■ **SHORT PROBLEM 1**
In the post about scraping, begin at the words "Imagine if you" and stop after "that’s not yours.". Write that stretch out again, substituting "sculptor" for "painter".

___ SUPPLIED PASSAGE ___

• GBD videos on vimeo
  • subscribe : rss feed
  • Entry

    Reef Writing Etiquette & Blogonomics: Stop the Scraping

    A growing trend on forums, aquarium club websites, and even the mothership that is MASNA is the unfortunate act of scrapping. Scraping is when you copy and paste an article, or republish an RSS feed that you don’t own, on to another website. For writers who provide content like myself, it’s quite annoying. Imagine if [...]

    A growing trend on forums, aquarium club websites, and even the mothership that is MASNA is the unfortunate act of scrapping. Scraping is when you copy and paste an article, or republish an RSS feed that you don’t own, on to another website. For writers who provide content like myself, it’s quite annoying.

    Imagine if you were a painter, you took the time to create this painting and at the first showing someone took a high resolution photograph and distributed / sold copies to galleries and across the internet without giving you credit or any monetary consideration. While I don’t consider my ramblings on aquaria on par with Picasso, the feeling is the same. Scraping sucks.

    glassbox design

    The original. Social media pro tip: Don’t steal stuff that’s not yours.

___ SUPPLIED MATERIAL ___

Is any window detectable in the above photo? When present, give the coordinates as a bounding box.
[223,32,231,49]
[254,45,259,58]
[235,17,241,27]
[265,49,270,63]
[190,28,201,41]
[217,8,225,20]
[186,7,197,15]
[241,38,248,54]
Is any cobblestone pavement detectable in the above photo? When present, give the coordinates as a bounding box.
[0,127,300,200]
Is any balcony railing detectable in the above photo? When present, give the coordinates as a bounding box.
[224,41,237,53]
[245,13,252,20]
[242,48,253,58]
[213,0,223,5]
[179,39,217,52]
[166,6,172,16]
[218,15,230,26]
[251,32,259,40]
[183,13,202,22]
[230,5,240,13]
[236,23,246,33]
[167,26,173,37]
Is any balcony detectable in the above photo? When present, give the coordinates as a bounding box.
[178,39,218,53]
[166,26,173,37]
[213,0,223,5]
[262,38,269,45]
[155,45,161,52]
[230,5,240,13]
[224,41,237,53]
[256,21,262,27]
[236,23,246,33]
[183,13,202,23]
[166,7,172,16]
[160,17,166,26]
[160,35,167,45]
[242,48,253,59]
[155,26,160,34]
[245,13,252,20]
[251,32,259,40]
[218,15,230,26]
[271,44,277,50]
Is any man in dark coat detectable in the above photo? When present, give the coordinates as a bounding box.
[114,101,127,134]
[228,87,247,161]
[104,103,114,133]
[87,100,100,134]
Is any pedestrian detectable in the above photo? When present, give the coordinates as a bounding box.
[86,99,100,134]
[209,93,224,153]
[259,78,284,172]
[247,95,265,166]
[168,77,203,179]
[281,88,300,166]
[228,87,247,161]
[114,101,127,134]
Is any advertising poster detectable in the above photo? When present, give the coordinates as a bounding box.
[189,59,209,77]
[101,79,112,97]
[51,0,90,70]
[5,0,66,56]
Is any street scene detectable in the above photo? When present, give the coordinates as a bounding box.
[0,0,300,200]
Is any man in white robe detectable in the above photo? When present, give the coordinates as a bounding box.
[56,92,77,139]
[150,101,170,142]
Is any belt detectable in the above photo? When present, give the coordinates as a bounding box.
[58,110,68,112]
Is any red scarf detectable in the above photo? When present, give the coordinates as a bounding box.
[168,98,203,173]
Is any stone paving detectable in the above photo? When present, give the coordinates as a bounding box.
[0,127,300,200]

___

■ **SHORT PROBLEM 2**
Begin at the first line of the entries and stop after the line that contains "[241,38,248,54]". Reproduce those lines, keeping every one of them, and raise each bounding-box coordinate by 33.

■ **WORKED SOLUTION 1**
Imagine if you were a sculptor, you took the time to create this painting and at the first showing someone took a high resolution photograph and distributed / sold copies to galleries and across the internet without giving you credit or any monetary consideration. While I don’t consider my ramblings on aquaria on par with Picasso, the feeling is the same. Scraping sucks.

    glassbox design

    The original. Social media pro tip: Don’t steal stuff that’s not yours.

■ **WORKED SOLUTION 2**
Is any window detectable in the above photo? When present, give the coordinates as a bounding box.
[256,65,264,82]
[287,78,292,91]
[268,50,274,60]
[298,82,303,96]
[223,61,234,74]
[250,41,258,53]
[219,40,230,48]
[274,71,281,87]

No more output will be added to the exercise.